| Exercices |
[1] Relevez tous les pays cités par leur nom dans le texte à lire.
[2] Répondez à ces questions sur le texte à lire, une réponse par ligne :
(a) Avec quel document les habitants des deux pays commençaient-ils à passer la frontière ?
(b) En 2007, à quel pourcentage de la moyenne européenne correspondait le PIB par habitant de la Bulgarie ?
(c) Combien de milliards d'euros Bucarest a-t-il reçus lors des exercices financiers 2007-2013 ?

| Texte à lire |
Idées Elargissement
Le pont sur le Danube entre la Roumanie et la Bulgarie.

Dix années somme toute bien dépensées

Il y a dix ans, la Roumanie et la Bulgarie entraient dans l’Union européenne. Beaucoup de progrès ont été faits depuis sur la voie de l’intégration au sein de l’Ue et il reste de vastes lacunes, mais le bilan est globalement positif, note le directeur de RFI Roumanie.

Publié le 6 février 2017 à 16:35
Le pont sur le Danube entre la Roumanie et la Bulgarie.

Il y a exactement dix ans, la Roumanie et la Bulgarie profitaient de leurs premiers jours comme pays membres de l’Union européenne. Les habitants des deux pays commençaient à traverser la frontière armés de leur seule carte d’identité ; la croissance économique était solide et les nouvelles sur la crise financière arrivaient tel une lointaine écho en provenance d’outre-Atlantique. Les dirigeants politiques calculaient frénétiquement combien de milliards seraient arrivés de Bruxelles. Et on ne voyait pas le moindre nuage à l’horizon. Mais aujourd’hui, peut-on vraiment dire que l’adhésion de la Roumanie et de la Bulgarie a été un succès ?

Selon les données d’Eurostat, les deux pays partaient pratiquement à égalité : en 2007, le PIB par habitant de la Bulgarie était équivalent à 38 % de la moyenne européenne et celui de la Roumanie, à 39 %. Ces dix dernières années, les deux pays sont parvenus à combler en partie leur retard. La Roumanie a fait légèrement mieux, en atteignant 57 % de la moyenne européenne, alors que la Bulgarie s’est arrêtée à 47 %. Dans le classement de la richesse, la Roumanie est toujours l’avant-dernier pays de l’Union, mais elle a dépassé les autres pays des Balkans qui n’en font pas partie, ainsi que la Turquie, dont le PIB par habitant est de 52 % de la moyenne européenne. Seule la Croatie, entrée en Europe en 2013, est un point au-dessus de la Roumanie.

Corruption et pauvreté

En Bulgarie, par ailleurs, le taux de pauvreté est passé de 60 % en 2006 à 41 % actuellement. En Roumanie aussi la baisse a été remarquable : de 47 à 37 %. Lors des exercices financiers 2007-2013, Bucarest a reçu 20 milliards d’euros, alors que Sofia en a reçus 7. Le succès économique et la diminution de la pauvreté ont toutefois été accompagnés par un exode de la force de travail. Selon l’agence de presse bulgare Novinte, 2,5 millions de Bulgares vivaient à l’étranger en 2015. Environ trois millions de Roumains sont partis vivre dans un autre pays de l’Union.

| Données enregistrées |
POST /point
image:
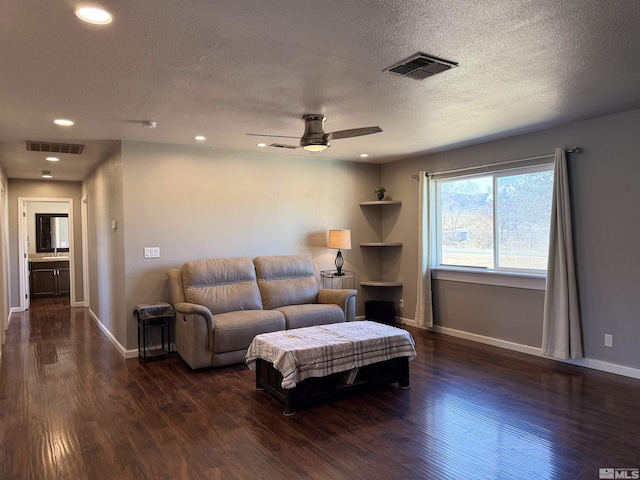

| Réponses par exercice |
[1] Roumanie, Bulgarie, Turquie, Croatie

[2]
(a) Leur seule carte d'identité
(b) 38 %
(c) 20 milliards d'euros